**Activity**: Your task is to copy the listing exactly. Drop any pictures from the copy.

========

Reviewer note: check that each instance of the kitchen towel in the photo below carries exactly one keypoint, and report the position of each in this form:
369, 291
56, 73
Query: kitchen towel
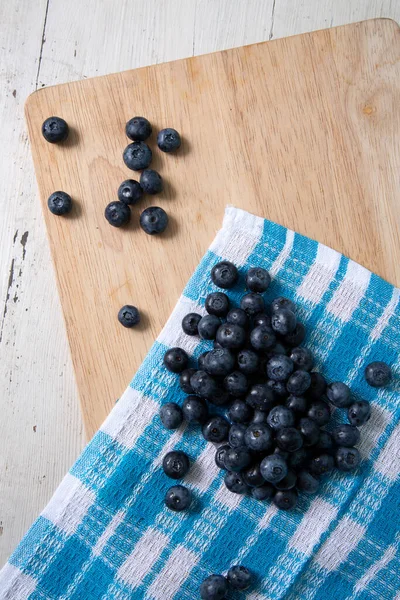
106, 533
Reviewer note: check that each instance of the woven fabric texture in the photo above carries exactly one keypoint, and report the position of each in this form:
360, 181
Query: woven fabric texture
106, 533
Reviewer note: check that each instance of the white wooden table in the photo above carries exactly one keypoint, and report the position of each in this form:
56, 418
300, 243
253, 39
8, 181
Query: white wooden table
49, 42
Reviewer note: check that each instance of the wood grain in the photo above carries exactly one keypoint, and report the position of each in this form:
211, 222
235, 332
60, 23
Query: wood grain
302, 131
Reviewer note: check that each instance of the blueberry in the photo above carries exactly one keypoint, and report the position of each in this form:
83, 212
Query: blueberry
168, 140
280, 367
285, 499
260, 397
298, 382
184, 380
216, 429
130, 192
298, 404
258, 437
359, 412
137, 156
178, 498
252, 304
262, 338
346, 435
321, 464
151, 182
347, 459
236, 383
306, 482
339, 394
219, 361
239, 577
234, 482
60, 203
237, 459
171, 415
203, 384
248, 361
220, 456
289, 439
252, 476
263, 492
55, 129
302, 358
153, 220
224, 274
236, 435
231, 336
214, 587
195, 409
309, 430
279, 417
176, 360
378, 374
176, 464
237, 316
317, 386
319, 412
208, 326
190, 323
258, 279
273, 468
128, 316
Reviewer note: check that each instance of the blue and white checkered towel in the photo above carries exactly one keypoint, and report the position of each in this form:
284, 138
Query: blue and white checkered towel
106, 533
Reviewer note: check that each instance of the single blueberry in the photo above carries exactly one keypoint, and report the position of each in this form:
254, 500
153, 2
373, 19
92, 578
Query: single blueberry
138, 129
359, 412
168, 140
176, 464
130, 192
55, 129
224, 274
190, 323
128, 316
378, 374
178, 498
176, 360
208, 326
153, 220
137, 156
171, 415
60, 203
216, 429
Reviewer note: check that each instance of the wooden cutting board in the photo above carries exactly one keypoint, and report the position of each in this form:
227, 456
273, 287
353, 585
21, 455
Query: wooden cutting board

========

**Response to this exercise**:
Reviewer note: check that each instance of the kitchen towel in the photo below carries exactly one keypoint, and report the position of each in this form:
369, 291
56, 73
Query: kitchen towel
106, 533
Reviewer note: check that each instance of the woven fabric texture in the photo above carries exactly one keypoint, and report the position of each in this form:
360, 181
Query: woven fabric texture
106, 533
Reviewer note: check that each instance of the white wooden table in the photo above carries exactly one keypoint, and report the position of each in this form:
56, 418
300, 243
253, 39
8, 181
Query: white wooden table
49, 42
Reviewer note: check that each instance of the wood grain in the photo above carries exactly one keypoint, and report the position of each in this form:
211, 222
235, 332
60, 23
Query: wood grain
302, 131
Reviewer note: check that each instance of the blueberry in the photo above carries exactly one keypoint, and report the position of each in this form:
83, 212
Query: blueberry
168, 140
280, 367
285, 499
260, 397
298, 382
184, 380
216, 429
130, 192
298, 404
258, 437
359, 412
137, 156
178, 498
252, 304
262, 338
346, 435
321, 464
151, 182
347, 459
236, 383
306, 482
339, 394
219, 361
239, 577
234, 482
60, 203
237, 459
171, 415
203, 384
248, 361
220, 456
289, 439
252, 476
263, 492
55, 129
302, 358
153, 220
224, 274
236, 435
231, 336
214, 587
195, 409
309, 430
279, 417
176, 360
378, 374
176, 464
237, 316
317, 386
319, 412
208, 326
190, 323
258, 279
273, 468
128, 316
Reviewer note: check that each instance of the blue and white checkered towel in the photo above carries exactly one keypoint, and report the position of each in this form:
284, 138
Query: blue and white checkered towel
106, 533
Reviewer note: check that each instance of the single blueberry in the photo above carries exactly one keypoint, and report the position of each in this form:
254, 500
153, 2
373, 19
92, 578
Query: single blueberry
138, 129
359, 412
168, 140
176, 464
130, 192
55, 129
224, 274
190, 323
128, 316
378, 374
178, 498
176, 360
208, 326
153, 220
137, 156
171, 415
60, 203
216, 429
Reviewer note: check that each instance of the wooden cutting board in the photo above carries exactly one keypoint, and report the position of each in this form:
227, 456
273, 287
353, 585
21, 455
Query: wooden cutting board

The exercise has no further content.